◆ WORK TASK: All records below are to be repeated precisely, with nothing added.
====
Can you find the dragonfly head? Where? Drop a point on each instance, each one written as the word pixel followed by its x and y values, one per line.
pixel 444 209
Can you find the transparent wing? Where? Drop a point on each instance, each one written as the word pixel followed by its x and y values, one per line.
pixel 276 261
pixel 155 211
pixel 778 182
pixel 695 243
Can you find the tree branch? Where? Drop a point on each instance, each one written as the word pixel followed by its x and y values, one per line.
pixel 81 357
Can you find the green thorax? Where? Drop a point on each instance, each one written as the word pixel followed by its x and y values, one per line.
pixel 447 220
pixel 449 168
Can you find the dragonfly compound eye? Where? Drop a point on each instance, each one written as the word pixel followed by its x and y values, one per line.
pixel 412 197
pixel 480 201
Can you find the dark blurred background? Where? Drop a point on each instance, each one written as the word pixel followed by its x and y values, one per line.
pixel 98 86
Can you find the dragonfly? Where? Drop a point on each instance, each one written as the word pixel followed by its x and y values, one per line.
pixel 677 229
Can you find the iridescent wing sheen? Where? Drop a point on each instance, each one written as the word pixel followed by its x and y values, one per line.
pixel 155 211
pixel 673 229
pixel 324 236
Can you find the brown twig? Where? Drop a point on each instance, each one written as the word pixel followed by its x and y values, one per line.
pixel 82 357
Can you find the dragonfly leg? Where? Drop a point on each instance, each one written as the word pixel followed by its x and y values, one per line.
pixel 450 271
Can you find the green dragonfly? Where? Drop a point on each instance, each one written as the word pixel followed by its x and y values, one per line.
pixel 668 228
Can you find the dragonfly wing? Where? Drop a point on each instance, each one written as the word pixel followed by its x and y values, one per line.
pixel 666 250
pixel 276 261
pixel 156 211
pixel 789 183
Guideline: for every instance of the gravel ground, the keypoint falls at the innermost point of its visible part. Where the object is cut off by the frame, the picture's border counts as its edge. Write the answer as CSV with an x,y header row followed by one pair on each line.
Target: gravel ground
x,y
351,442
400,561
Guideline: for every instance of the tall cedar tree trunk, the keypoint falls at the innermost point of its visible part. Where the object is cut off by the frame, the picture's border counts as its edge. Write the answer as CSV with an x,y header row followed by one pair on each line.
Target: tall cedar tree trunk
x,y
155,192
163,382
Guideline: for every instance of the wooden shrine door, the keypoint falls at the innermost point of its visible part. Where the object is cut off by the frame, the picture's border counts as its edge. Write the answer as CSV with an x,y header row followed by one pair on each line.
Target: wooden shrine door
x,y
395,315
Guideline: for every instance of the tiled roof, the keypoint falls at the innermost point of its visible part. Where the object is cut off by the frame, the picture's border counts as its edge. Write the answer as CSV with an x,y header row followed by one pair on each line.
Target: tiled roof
====
◆ ANSWER SECTION:
Can you find the dragonfly head? Where? Drop a point on each instance, each one written as the word pixel followed by its x and y values, one per line.
pixel 444 209
Can you find the transparent wing? Where? Drop a point on each instance, each one written as the word pixel followed by its x and y values, one per line.
pixel 276 261
pixel 155 211
pixel 778 182
pixel 695 243
Can you find the tree branch? Where? Drop a point on each instance, each one written as the word pixel followed by its x and y values, one per line.
pixel 81 357
Can you find the green thorax? Where? Drop a point on each instance, each one written as the word pixel followed by its x and y values, one per line.
pixel 447 220
pixel 449 168
Can you find the dragonfly compound eye? Where? Drop a point on each instance, each one written as the word pixel followed by its x and y values, one per line.
pixel 412 197
pixel 480 201
Can you find the dark blurred background? Where? Drop a point on each instance, each one written as the word pixel followed by its x and y values, one per line.
pixel 98 86
Can you find the dragonfly? Where? Drop a point on each instance, each one written as the word pixel followed by its x and y values, one per line.
pixel 677 229
Can you find the iridescent wing sheen? Where? Drop a point on each instance, each one written as the word pixel followed by its x and y values, one per line.
pixel 155 211
pixel 673 229
pixel 324 236
Can you find the brown twig? Where? Drop a point on each instance, each one written as the word pixel followed by its x and y values, one per line.
pixel 82 357
Can you find the dragonfly leg? Where? Drop a point on each instance, each one written as the word pixel followed by its x and y values, one per line.
pixel 450 271
Can you find the green dragonfly? Where? Drop a point on each instance, each one written as the word pixel followed by its x and y values, one per line.
pixel 668 228
Can you find the dragonfly wing? Where? Drop a point on each instance, each one written as the word pixel followed by its x and y values, one per line.
pixel 666 250
pixel 276 261
pixel 156 211
pixel 789 183
Guideline: for every instance of the gravel ground, the keypoint falls at the innermost point of its visible part. Where the object is cut off by the frame, the picture's border counts as its edge. Write the answer as CSV with an x,y header row followed by one pair on each line.
Target: gravel ground
x,y
351,442
400,561
Guideline: for every instance of the tall cedar tree trunk, the keypoint falls at the innermost point of its visible part. Where the object is cut off by the frame, the picture's border counts as its edge. Write the answer as CSV with an x,y header row followed by one pair on each line.
Target: tall cedar tree trunk
x,y
155,192
163,382
Guideline: for every instance of the wooden shrine door, the keypoint falls at the innermost point of its visible part. Where the object is cut off by the frame, the picture's border counts as its edge. Write the answer as CSV with an x,y header row followed by one pair on each line.
Target: wooden shrine door
x,y
395,315
Guideline: for every instance of the tiled roof, the keypoint falls at the innermost point of its visible part. Where the object is cut off by the frame, the picture's border counts as its edge. Write the answer as CSV with an x,y header row followed by one pair on each line.
Target: tiled roof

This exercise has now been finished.